Page
++++++
Mastering Local Persistent Volumes on Kubernetes: A Practical Guide
Kubernetes
✍ Hands-On Guide
📅 Published on January 24, 2024
Introduction
Kubernetes is an extremely powerful platform that allows you to easily schedule hundreds of workloads across dozens of nodes. In many cases, a large portion of these containers can do their job without ever having to think about storage or disk space. Sooner or later, however, you'll want to deploy an application that requires persistent storage. Without any specific configuration, any files written to disk are lost forever when a Pod gets deleted or evicted. Luckily, Kubernetes provides plenty of options to resolve this issue. While the bulk of these solutions are specific to the cloud you're using (e.g. Microsoft Azure, Google Cloud Platform or Amazon Web Services), some cloud-agnostic alternatives exist. The simplest choice is to use Local Persistent Volumes, which is built into Kubernetes itself and has been promoted to General Availability in version 1.14.
Prerequisites and Assumptions
This guide builds on top of Installing a Kubernetes Cluster on Ubuntu with kubeadm. It assumes you have a working Kubernetes cluster on which Pods can be deployed and started.
Persistent Volumes
A Persistent Volume is a definition of storage that is available in the cluster and which has been
provisioned either manually by an administrator (static) or automatically by a Storage Class provisioner
(dynamic). It captures the details of a piece of storage backed by a specific storage technology such as
NFS, local storage or a cloud-provider-specific storage system. The PersistentVolume resource
typically includes the storage class, capacity and supported access modes (e.g. read-write by a single
node). In turn, a Storage Class is the description of a specific kind of storage that can be made available
to the cluster, such as regular HDD storage, high-speed SSD storage or Azure File Storage.
Persistent Volumes can be provisioned either statically or dynamically. Static provisioning simply means the cluster administrator has to perform a manual action to create that Persistent Volume. Consequently, the administrator is also responsible for creating, maintaining and cleaning up the underlying storage, such as (a directory on) a physical HDD. This type of provisioning is more common with "vanilla" clusters installed from scratch, such as on-premise Kubernetes installations or clusters used for development and testing purposes. The cluster administrator has total control over what kind of storage they make available to the cluster.
Dynamic provisioning means that Persistent Volumes get created on-demand by an automated system whenever an application calls for it. In this case, the application is leading in what type and size of storage gets provisioned. Cloud providers typically include this type of provisioning in their offering.
++++++
Coordinate labeling data
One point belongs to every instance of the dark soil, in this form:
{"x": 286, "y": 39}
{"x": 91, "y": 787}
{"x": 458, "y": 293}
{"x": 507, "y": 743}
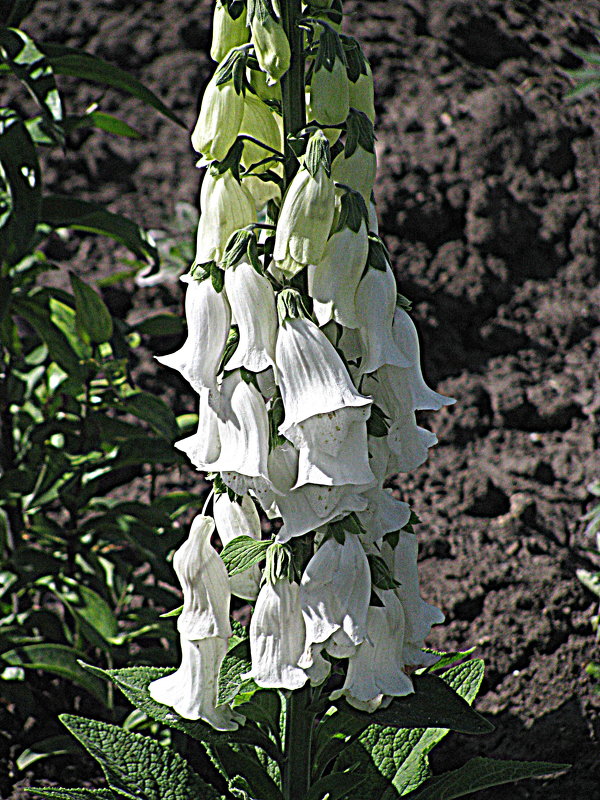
++++++
What the task asks
Resume the Kubernetes persistent volumes guide, picking up right after its final sentence. The entries have no connection to the Kubernetes persistent volumes guide.

Exercise response
Persistent Volume Claims
A Persistent Volume (PV) is an abstraction layer that decouples persistent storage from individual Pods. Consequently, it has a completely separate lifecycle, meaning your Persistent Volume will stay in place when your Pod gets deleted. The bridge between a Pod and a Persistent Volume is made through a Persistent Volume Claim (PVC).
As the name implies, a PVC attempts to claim a certain type and amount of storage by defining the desired storage class, requested capacity and access mode. PVCs typically only get removed whenever the entire application gets removed from the cluster. What happens as a result depends on the way the Persistent Volume was defined. This phase is called reclaiming the Persistent Volume.
With most cloud providers, Persistent Volumes are automatically deleted (reclaimed) whenever the Persistent Volume Claim gets removed. Therefore, deleting the Persistent Volume Claim has a direct effect on the underlying storage (e.g. the virtual hard disk will be removed). This makes sense, because the PV gets provisioned the same way: it is created on-demand whenever an application requires it through the definition of a PVC.
With static provisioning, the cluster administrator is responsible for the maintenance and cleanup of
Persistent Volumes. Kubernetes itself will not delete any files from the underlying storage and will keep
the Persistent Volume around in the Released state. It's then up to you as the cluster
administrator to manually make that storage available again. If you want to reuse it for another
application, you need to remove all files from the underlying storage and recreate the Persistent Volume in
Kubernetes.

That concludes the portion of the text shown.